- **DATA**
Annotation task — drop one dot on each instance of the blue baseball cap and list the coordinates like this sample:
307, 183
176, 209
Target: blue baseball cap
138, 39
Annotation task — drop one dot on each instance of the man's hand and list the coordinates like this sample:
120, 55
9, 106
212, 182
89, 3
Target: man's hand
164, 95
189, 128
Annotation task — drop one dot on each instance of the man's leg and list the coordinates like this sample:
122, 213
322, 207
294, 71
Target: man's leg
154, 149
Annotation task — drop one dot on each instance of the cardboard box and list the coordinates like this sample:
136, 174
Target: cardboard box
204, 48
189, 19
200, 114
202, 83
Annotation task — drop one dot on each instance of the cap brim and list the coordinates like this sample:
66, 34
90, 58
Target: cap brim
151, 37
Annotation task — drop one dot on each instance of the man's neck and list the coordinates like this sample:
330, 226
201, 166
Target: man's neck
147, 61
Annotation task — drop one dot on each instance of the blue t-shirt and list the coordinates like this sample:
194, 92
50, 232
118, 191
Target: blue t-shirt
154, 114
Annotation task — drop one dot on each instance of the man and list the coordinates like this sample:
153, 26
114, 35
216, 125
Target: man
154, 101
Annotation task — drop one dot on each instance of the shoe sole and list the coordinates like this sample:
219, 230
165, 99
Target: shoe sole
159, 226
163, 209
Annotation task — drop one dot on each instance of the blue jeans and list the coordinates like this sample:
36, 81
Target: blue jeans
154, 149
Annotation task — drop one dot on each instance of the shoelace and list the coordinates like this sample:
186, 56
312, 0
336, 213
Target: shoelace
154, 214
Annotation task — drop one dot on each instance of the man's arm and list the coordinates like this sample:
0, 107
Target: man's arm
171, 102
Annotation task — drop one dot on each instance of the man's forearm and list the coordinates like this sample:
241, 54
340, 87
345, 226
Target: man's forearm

- **WORK REQUIRED**
In the records above, each line with the string "forearm" should be copied.

- **TASK OUTPUT**
Annotation task — drop one dot on each instance of the man's forearm and list the coordinates like this sample:
Target: man's forearm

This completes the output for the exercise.